WHAT TO PRODUCE » Retype each of the records below word for word, keeping every line unchanged.

INPUT DATA »
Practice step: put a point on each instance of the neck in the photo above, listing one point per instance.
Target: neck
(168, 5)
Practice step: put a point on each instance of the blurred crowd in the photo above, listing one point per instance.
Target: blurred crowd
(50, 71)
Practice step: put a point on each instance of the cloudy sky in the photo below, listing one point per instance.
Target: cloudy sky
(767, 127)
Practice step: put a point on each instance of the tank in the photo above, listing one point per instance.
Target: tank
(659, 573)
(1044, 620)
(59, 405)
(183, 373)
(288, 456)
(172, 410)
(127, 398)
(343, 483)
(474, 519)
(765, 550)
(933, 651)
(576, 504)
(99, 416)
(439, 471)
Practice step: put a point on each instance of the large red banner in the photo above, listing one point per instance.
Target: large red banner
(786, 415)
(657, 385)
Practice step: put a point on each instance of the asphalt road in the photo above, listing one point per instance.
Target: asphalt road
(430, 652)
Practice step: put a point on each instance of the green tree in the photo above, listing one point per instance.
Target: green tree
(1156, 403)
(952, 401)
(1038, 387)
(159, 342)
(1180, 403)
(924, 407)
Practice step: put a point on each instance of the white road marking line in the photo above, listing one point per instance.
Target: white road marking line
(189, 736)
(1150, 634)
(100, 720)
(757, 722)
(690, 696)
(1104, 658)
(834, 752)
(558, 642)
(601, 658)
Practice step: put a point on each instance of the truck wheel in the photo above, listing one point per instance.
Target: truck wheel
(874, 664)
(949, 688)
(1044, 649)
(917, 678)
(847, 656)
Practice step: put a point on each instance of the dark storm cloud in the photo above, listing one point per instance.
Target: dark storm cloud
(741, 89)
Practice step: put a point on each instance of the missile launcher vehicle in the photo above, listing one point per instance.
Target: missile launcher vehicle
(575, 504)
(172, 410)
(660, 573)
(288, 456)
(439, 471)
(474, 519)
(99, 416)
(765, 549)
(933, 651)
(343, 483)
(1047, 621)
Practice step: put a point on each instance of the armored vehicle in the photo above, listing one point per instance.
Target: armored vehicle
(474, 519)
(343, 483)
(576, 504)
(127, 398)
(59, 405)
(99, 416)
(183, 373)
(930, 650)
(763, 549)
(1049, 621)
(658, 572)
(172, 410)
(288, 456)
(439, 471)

EXERCISE RESULT »
Practice step: put a point on each instance of the neck in the photo above, listing one point per instance.
Target: neck
(168, 5)
Practice step: put a point on each instance of the blurred crowd in the photo above, listing one point per instance.
Target: blurred crowd
(50, 71)
Practice step: put a point on each instance of the cloudy sky in the photo below, listing one point per instance.
Target: cloudy sky
(767, 127)
Practice step: put a point on each instance of the tank in the photo above, listing one point per instance.
Target: tank
(659, 573)
(1044, 620)
(59, 405)
(183, 373)
(288, 456)
(172, 410)
(127, 398)
(343, 483)
(474, 519)
(765, 550)
(933, 651)
(576, 504)
(99, 416)
(439, 471)
Practice step: put a point on each instance of the large red banner in the photo above, listing one point per instance.
Target: large red banner
(786, 415)
(657, 385)
Practice step: put a point on each instance of the asphalt road in the photo above, listing one point per instance.
Target: asphalt road
(430, 652)
Practice step: put a point on each instance of the green tree in the photo above, listing one point per instance.
Target: green tree
(1156, 403)
(952, 401)
(1038, 387)
(159, 342)
(1180, 403)
(924, 407)
Practice step: put a point on each instance of the white road marking line in the photo above, listing one point per instance.
Target: white road marking line
(189, 736)
(1150, 634)
(100, 720)
(757, 722)
(690, 696)
(1104, 658)
(834, 752)
(558, 642)
(601, 658)
Practice step: put a point on each instance of the truck wheel in the photo above, listing one point per instance.
Target: truck wheel
(874, 664)
(949, 688)
(1044, 649)
(917, 678)
(847, 656)
Practice step: put a point on each instance of the dark storm cloud in the photo above, listing one point per instance.
Target: dark storm cloud
(741, 89)
Practice step: put a point on each instance of the missile launcher vehicle in the photo above, listing one point per instance.
Target: missile launcher vehicle
(575, 504)
(172, 410)
(660, 573)
(288, 456)
(439, 471)
(474, 519)
(99, 416)
(765, 549)
(933, 651)
(343, 483)
(1047, 621)
Practice step: put a point on each instance of the armored vehicle in the photo above, listing one point per instance.
Target: armored vehicle
(474, 519)
(343, 483)
(576, 504)
(127, 398)
(59, 405)
(99, 416)
(183, 373)
(930, 650)
(763, 549)
(1049, 621)
(658, 572)
(172, 410)
(288, 456)
(439, 471)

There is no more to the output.